§ **Problema 1**:
Reproduce al pie de la letra estas líneas de los registros: comienza en la línea que contiene "of the clear" y detente después de la que contiene "(1116, 271)".
======== Documento fuente
Fue cuando se descubrió la península
de la Baja California que se comenzó a hablar de las perlas. En 1535, luego de
la fundación del Puerto y Bahía de Santa Cruz por Hernán Cortés, los
expedicionarios las buscaron y las encontraron a tal punto que en un
rudimentario mapa elaborado por Cortés aparece la isla de las perlas que no es
otra que la de Espíritu Santo, cercana a la ciudad de La Paz.
En todo ese siglo y el siguiente los
navegantes españoles siempre llegaron a California en busca de las conchas
perleras, con excepción de unos cuantos como Francisco de Ulloa, Juan Hernández
Cabrillo y Sebastián Vizcaíno, exploradores que recorrieron los mares de la
península en su afán de nuevos descubrimientos.
En 1697, cuando los misioneros
jesuitas comenzaron a llegar a la península la explotación de los placeres
perleros continuaban con el permiso de las autoridades virreinales. Y aunque
los religiosos se opusieron no pudieron contra la avaricia y el afán de riqueza
de los permisionarios. Y más aún porque éstos llevados de su religiosidad,
entregaban algunas perlas para adorno de la virgen de Loreto.
Y así nacieron las leyendas de esa
época. El Mechudo, La Perla de la Virgen, La isla del tesoro. De ellas, la
primera es la más conocida dado que trata de un indio quien al momento de
tirarse al mar para bucear blasfemó “voy a sacar una perla para el diablo”,
pero la virgen lo castigó y se quedó enredado en el fondo del mar. Después,
cuando otros buceadores trataban de buscar ostras en ese lugar, encontraban al
indio que buscaba desesperadamente la perla maldita.
Años después, cuando las “armadas”
organizaban la pesca de ostras perleras en los meses de septiembre y octubre
abarcando una gran parte de los litorales del Golfo de California, desde Cabo
Pulmo hasta cerca de Santa Rosalía, las reseñas de la explotación de los
placeres fueron divulgadas a nivel nacional e internacional. Pero la desmedida
extracción de las ostras originó la decadencia de la pesca tal como denunciaron
algunos historiadores y funcionarios de esa época.
================
======== Extractos de registros
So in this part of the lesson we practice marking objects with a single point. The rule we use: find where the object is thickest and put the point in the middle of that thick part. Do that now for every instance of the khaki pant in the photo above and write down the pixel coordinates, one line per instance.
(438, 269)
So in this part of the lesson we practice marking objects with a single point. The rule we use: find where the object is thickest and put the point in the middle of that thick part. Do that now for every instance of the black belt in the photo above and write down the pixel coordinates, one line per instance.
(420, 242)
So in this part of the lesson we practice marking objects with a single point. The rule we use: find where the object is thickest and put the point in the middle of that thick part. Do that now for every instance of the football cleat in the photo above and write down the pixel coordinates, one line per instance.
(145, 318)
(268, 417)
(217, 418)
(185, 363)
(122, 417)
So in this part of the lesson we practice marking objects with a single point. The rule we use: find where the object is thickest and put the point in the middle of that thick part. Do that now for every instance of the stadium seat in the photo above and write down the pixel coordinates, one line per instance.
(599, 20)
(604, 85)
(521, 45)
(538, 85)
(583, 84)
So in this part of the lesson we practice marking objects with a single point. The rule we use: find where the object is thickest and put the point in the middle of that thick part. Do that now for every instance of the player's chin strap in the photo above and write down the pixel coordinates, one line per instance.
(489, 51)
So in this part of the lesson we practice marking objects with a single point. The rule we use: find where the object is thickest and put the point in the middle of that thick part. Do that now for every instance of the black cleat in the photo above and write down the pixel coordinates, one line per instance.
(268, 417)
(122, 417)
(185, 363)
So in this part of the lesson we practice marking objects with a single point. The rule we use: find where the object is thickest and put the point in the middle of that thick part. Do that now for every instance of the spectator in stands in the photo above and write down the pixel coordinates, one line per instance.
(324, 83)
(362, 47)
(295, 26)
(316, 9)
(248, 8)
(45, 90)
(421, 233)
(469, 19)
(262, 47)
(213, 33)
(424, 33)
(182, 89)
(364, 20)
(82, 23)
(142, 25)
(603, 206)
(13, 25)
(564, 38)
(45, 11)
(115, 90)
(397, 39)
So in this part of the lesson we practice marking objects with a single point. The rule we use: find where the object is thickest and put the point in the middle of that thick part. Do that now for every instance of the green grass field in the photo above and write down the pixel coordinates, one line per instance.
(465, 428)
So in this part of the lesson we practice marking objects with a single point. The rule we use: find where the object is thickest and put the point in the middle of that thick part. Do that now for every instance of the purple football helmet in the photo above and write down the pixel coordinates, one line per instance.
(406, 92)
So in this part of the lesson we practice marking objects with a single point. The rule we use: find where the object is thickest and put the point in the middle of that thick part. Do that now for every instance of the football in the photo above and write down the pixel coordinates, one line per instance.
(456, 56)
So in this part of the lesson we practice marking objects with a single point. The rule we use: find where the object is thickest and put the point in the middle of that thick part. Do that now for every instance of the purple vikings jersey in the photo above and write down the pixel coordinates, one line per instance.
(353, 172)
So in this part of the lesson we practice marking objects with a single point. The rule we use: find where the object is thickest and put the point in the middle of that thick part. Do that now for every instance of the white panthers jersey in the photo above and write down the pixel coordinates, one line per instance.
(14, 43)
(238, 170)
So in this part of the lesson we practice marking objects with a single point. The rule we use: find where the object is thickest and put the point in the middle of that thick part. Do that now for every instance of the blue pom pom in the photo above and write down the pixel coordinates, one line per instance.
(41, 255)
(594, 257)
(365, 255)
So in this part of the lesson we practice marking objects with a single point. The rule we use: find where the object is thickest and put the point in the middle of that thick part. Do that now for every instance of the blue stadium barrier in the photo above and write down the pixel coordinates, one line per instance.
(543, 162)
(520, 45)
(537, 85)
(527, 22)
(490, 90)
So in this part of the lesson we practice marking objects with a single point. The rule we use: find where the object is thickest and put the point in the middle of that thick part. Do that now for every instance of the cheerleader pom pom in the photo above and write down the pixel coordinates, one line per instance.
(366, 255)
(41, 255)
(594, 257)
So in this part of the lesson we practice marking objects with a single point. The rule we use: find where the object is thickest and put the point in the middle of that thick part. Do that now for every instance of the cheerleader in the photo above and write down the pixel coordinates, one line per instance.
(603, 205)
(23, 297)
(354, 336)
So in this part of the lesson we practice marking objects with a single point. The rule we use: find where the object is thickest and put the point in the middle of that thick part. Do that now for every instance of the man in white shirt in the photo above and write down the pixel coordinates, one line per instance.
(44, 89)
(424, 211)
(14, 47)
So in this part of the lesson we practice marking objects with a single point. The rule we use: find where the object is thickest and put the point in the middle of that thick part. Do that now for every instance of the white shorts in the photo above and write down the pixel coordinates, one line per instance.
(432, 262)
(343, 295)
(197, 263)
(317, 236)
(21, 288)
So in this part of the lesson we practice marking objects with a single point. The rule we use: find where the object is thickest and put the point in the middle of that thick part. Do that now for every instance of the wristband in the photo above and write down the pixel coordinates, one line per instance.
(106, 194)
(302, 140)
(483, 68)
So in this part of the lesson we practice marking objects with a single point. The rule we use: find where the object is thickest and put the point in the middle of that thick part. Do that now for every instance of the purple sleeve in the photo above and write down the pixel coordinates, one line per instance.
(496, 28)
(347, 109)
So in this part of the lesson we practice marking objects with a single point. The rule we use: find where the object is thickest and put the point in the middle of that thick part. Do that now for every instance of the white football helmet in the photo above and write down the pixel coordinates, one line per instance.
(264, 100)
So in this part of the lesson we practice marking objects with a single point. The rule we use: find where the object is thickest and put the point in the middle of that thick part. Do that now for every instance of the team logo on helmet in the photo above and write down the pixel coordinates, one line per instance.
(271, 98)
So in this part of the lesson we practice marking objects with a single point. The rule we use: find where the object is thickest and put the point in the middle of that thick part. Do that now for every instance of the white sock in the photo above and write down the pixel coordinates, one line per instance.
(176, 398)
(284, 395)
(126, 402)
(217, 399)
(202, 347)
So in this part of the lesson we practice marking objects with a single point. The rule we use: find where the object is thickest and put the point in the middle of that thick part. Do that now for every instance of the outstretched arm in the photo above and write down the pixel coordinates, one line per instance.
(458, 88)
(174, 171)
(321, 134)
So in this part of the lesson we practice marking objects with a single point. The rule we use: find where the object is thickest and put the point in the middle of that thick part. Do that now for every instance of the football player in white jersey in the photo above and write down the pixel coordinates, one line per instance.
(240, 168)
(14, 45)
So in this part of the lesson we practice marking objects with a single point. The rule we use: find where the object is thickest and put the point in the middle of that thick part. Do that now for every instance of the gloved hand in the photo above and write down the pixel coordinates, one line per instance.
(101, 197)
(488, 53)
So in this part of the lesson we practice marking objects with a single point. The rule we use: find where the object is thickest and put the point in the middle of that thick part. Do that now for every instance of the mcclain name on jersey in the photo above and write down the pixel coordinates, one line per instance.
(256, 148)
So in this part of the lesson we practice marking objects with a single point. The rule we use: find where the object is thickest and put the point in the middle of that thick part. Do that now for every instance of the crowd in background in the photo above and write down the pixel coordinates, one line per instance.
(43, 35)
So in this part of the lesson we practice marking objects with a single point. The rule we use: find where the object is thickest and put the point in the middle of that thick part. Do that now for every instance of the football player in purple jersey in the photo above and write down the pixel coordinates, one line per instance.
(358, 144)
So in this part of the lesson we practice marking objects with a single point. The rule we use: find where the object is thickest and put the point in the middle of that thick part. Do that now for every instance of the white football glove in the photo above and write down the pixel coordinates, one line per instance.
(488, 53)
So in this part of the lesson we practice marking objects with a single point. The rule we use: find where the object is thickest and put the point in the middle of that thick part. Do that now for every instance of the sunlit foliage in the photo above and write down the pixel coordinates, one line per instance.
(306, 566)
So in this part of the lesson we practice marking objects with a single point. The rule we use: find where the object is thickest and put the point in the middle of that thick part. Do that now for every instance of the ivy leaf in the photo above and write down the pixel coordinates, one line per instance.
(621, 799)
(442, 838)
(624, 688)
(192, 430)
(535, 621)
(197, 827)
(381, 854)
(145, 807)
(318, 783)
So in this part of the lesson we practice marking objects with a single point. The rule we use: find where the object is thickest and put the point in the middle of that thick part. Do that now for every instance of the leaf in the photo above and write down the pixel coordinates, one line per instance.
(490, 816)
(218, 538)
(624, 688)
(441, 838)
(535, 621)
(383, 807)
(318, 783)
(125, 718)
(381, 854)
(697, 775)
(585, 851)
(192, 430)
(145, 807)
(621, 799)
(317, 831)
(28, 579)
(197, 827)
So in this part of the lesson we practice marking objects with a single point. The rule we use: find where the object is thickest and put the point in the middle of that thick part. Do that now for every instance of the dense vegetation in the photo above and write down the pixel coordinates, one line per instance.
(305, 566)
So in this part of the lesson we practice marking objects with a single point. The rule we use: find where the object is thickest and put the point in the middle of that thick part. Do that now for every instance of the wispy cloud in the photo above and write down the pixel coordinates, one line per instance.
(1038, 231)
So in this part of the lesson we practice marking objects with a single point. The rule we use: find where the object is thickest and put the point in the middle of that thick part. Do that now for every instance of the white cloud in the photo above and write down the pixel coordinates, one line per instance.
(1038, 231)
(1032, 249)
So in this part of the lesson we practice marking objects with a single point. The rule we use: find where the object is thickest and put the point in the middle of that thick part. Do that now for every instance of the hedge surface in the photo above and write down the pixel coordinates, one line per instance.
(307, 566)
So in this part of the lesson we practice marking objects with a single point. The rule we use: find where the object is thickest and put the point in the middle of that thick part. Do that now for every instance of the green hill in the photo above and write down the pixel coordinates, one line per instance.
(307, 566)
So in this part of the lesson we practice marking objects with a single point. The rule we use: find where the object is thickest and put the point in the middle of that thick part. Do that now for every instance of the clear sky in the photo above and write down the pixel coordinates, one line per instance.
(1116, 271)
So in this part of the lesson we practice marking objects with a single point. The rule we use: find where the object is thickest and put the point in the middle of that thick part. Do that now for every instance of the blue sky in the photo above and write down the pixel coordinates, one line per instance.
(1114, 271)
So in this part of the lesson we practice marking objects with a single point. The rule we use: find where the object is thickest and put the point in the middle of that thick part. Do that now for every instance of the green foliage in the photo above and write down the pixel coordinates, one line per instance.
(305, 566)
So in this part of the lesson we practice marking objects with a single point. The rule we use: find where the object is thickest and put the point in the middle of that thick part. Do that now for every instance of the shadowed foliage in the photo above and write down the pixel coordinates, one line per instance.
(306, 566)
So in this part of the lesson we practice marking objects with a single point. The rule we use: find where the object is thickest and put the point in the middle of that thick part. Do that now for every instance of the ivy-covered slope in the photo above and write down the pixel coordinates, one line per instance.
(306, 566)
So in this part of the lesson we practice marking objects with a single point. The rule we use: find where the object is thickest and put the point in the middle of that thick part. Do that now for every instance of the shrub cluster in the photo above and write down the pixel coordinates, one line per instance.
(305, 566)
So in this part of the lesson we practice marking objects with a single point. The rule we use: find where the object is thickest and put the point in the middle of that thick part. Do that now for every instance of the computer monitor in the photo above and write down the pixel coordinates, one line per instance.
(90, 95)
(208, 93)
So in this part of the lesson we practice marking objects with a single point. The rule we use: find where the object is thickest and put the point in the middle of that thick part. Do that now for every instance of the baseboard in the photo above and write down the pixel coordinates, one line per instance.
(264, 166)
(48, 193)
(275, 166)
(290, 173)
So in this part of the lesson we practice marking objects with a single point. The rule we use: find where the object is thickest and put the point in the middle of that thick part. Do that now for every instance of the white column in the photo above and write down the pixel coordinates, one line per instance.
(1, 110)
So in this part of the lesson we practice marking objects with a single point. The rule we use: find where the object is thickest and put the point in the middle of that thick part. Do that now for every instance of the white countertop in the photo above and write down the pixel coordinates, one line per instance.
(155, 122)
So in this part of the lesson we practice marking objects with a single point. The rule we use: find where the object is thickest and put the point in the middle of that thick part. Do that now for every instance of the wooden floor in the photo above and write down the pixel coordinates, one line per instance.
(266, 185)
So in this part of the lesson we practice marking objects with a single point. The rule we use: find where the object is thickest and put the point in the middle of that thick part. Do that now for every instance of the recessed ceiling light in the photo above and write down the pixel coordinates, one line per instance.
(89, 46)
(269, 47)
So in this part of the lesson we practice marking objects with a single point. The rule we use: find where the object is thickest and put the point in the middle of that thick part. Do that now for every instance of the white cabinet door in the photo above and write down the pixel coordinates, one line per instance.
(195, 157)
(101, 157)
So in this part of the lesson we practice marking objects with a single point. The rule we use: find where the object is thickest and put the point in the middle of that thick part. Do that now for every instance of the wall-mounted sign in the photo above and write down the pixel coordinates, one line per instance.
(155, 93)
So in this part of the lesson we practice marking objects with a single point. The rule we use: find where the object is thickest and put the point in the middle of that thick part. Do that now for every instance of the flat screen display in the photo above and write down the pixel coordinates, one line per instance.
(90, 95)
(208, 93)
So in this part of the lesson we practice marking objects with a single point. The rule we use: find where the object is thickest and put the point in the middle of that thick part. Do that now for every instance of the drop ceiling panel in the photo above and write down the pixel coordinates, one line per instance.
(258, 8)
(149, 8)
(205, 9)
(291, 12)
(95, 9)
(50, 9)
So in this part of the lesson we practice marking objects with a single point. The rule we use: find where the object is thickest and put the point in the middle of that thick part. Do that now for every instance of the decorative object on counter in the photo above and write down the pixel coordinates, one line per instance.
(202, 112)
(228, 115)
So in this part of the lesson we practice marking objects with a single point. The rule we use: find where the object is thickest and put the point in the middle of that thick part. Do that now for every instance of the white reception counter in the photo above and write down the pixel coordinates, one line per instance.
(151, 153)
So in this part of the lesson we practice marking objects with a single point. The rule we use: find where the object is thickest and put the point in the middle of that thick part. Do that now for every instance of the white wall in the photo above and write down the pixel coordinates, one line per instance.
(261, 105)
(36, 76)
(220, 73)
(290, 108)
================
§ **Problema 2**:
Según el texto sobre las perlas de la Baja California, ¿en qué meses organizaban las "armadas" la pesca de ostras perleras?

§ **Resultado 1**:
So in this part of the lesson we practice marking objects with a single point. The rule we use: find where the object is thickest and put the point in the middle of that thick part. Do that now for every instance of the clear sky in the photo above and write down the pixel coordinates, one line per instance.
(1116, 271)

§ **Resultado 2**:
En septiembre y octubre.